**TASK SET**
1. According to the Vanney passage, which team did the Warriors lose to in the NBA Finals?
2. Please extend the Vanney passage, picking up right after its final sentence.

**TEXT**
>> BEGIN

Vanney is as honest a coach as there is in MLS, willing to chew on any question a reporter throws his way and spit out an answer that is robust, insightful and educational. After 20 minutes of just such a discussion with FourFourTwo, Vanney pondered one last question: Whether his team will, or should, go for it all: the Supporters’ Shield, MLS Cup and a potential record for most points in a season.
In the downstairs elevator bank of a posh hotel just south of the Loop in Chicago, Vanney sat forward slightly in his chair and started to talk about a team that once played a couple miles away. The historic 1995-96 Chicago Bulls season had for more than a decade been the standard for the greatest-ever discussion in the NBA. It wasn’t until the Golden State Warriors vanquished that mark in 2015-16 that any team had come close.
But taking down the Bulls may have come at a cost. Golden State had been so focused on the Bulls’ regular-season record for wins, Vanney explained, that some around the organization wondered if they had expended too much energy. The Warriors, of course, broke the mark but fell short in the NBA Finals against the Cleveland Cavaliers. They may have the best record regular-season history in NBA, but could they really be considered the greatest?

>> END

(Dataset excerpt)
>> BEGIN

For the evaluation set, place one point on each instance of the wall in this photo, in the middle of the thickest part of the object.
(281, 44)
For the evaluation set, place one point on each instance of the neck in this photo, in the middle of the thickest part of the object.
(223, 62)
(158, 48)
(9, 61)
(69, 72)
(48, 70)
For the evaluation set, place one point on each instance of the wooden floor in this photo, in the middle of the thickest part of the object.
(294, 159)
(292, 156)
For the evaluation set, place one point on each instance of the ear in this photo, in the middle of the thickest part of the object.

>> END
>> BEGIN

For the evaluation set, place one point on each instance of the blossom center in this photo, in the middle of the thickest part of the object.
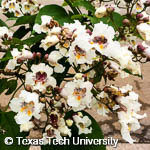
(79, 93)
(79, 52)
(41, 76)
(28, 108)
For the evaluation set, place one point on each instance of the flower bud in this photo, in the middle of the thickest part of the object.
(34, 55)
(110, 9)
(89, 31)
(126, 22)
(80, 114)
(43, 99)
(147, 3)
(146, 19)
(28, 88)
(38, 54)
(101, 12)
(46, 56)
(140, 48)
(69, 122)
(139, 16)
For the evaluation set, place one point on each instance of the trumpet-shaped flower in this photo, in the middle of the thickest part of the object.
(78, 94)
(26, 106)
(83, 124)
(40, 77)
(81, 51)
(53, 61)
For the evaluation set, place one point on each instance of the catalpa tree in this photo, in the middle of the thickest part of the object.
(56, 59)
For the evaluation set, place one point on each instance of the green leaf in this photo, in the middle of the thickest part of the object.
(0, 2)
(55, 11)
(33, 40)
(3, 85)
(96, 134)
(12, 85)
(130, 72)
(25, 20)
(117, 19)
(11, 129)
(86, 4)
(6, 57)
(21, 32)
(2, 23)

>> END

**RESPONSES FOR EACH TASK**
1. The Cleveland Cavaliers.

2.
Did Golden State’s failures provide an example for Vanney to follow? Toronto FC was clear of its rivals then, and has only distanced itself more since. With 59 points through 28 games, it sits just 10 points away from breaking the MLS record for points in a season, with six games to go. The Supporters’ Shield is all but wrapped up. MLS Cup awaits on the back end of a postseason that almost always surprises.
With the MLS record for points within reach – set by the 1998 LA Galaxy (68 points) and, in the post-shootout era, 2011 Galaxy (67 points) – would it be foolish for Toronto to lose sight of the ultimate goal, MLS Cup, because it was blinded by the record books?
“We’re still going to go for everything,” he said.
From worst to first
For nine years, Toronto FC was a potential power that perennially tripped over itself. That isn’t lost on anyone around the club, nor is the fact that TFC is now in conversations about potentially historic dominance in the 22-year-old league. With that, the pressure to win has turned into pressure to make the playoffs, and now, the pressure to win a championship.
Behind a leadership triumvirate of Vanney, general manager Tim Bezbatchenko and president Bill Manning, Toronto FC is now the model for how to build a team in the Designated Player era. It is a process that requires communication across multiple platforms, Vanney said, and most importantly, a mutual respect for every person involved in scouting, signing and integrating players.
Those methods have led to some of the biggest signings in league history – Michael Bradley, Jozy Altidore and, most notably, Sebastian Giovinco – as well as some savvy pickups that have pushed TFC over the top. This year, it was the addition of former Barcelona midfielder Victor Vazquez that may have taken TFC from good to great.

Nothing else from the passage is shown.